## Text block
This allows us to infer that different members of these classes have some common characteristics e.g. squirrels and rats are rodents.

In a generalization:

• the attributes and operations associated with higher-level classes are also associated with the lower-level classes.
• The lower-level classes are subclasses inherit the attributes and operations from their superclasses.
• These lower-level classes then add more specific attributes and operations.

Aggregation

An aggregation model shows how classes that are collections are composed of other classes.

Aggregation models are similar to the part-of relationship in semantic data models.

4. Behavioral Models

Behavioral models are models of the dynamic behavior of a system as it is executing.

• They show what happens or what is supposed to happen when a system responds to a stimulus from its environment. Stimuli Types:

(1) Data: some data arrives that has to be processed by the system

(2) Events: some event happens that triggers system processing.

4.1 Data-driven Modeling

Many business systems are data-processing systems that are primarily driven by data.

They are controlled by the data input to the system, with relatively little external event processing.

Data-driven models show the sequence of actions involved in processing input data and generating an associated output.

They are particularly useful during the analysis of requirements as they can be used to show end-to-end processing in a system.

Diagram:

• Activity
• Sequence

4.2 Event-driven Modeling

Event-driven modeling shows how a system responds to external and internal events.

It is based on the assumption:

• that a system has a finite number of states
• that events (stimuli) may cause a transition from one state to another

State Machine Models

These model the behaviour of the system in response to external and internal events.

They show the system’s responses to stimuli so are often used for modelling real-time systems.

State machine models show system states as nodes and events as arcs between these nodes. When an event occurs, the system moves from one state to another.

Statecharts are an integral part of the UML and are used to represent state machine models.

## Dataset content
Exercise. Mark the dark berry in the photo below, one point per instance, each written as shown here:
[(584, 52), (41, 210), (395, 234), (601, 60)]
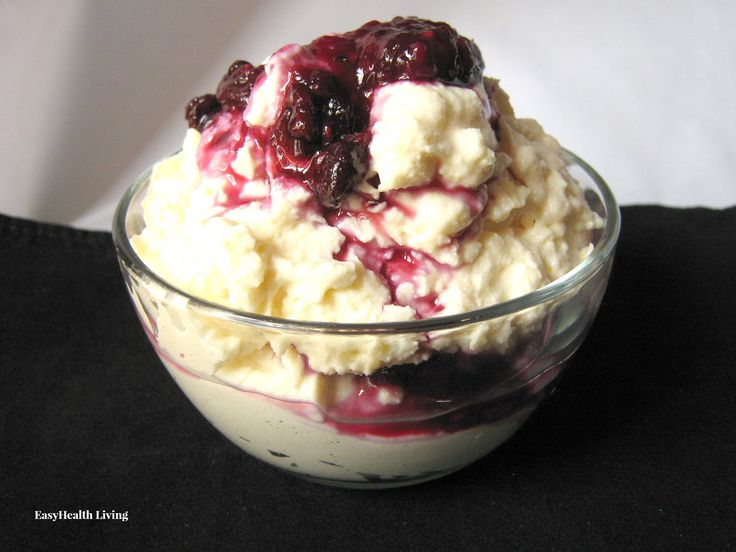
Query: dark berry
[(337, 169), (337, 119), (237, 84), (302, 121), (200, 110), (415, 49)]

## Exercise description
Continue the notes on software system models from their final sentence, the one about statecharts in the UML.

## Exercise result
5. Model-driven Engineering (Optional)

Model-driven engineering (MDE) is an approach to software development where models rather than programs are the principal outputs of the development process.

The programs that execute on a hardware/software platform are then generated automatically from the models.

Proponents of MDE argue that this raises the level of abstraction in software engineering so that engineers no longer have to be concerned with programming language details or the specifics of execution platforms.

Usage:

Model-driven engineering is still at an early stage of development, and it is unclear whether or not it will have a significant effect on software engineering practice.

Pros:

• Allows systems to be considered at higher levels of abstraction.
• Generating code automatically means that it is cheaper to adapt systems to new platforms.

Cons:

• Models for abstraction and not necessarily right for implementation.
• Saving from generating code may be outweighed by the costs of developing translators for new platforms.

Model-driven Architecture

• Model-driven Architecture(MDA) was the precursor of more general model-driven engineering.
• MDA is a model-focused approach to software design and implementation that uses a subset of UML models to describe a system.
• Models at different levels of abstraction are created. From a high-level, platform independent model, it is possible, in principle, to generate a working program without manual intervention.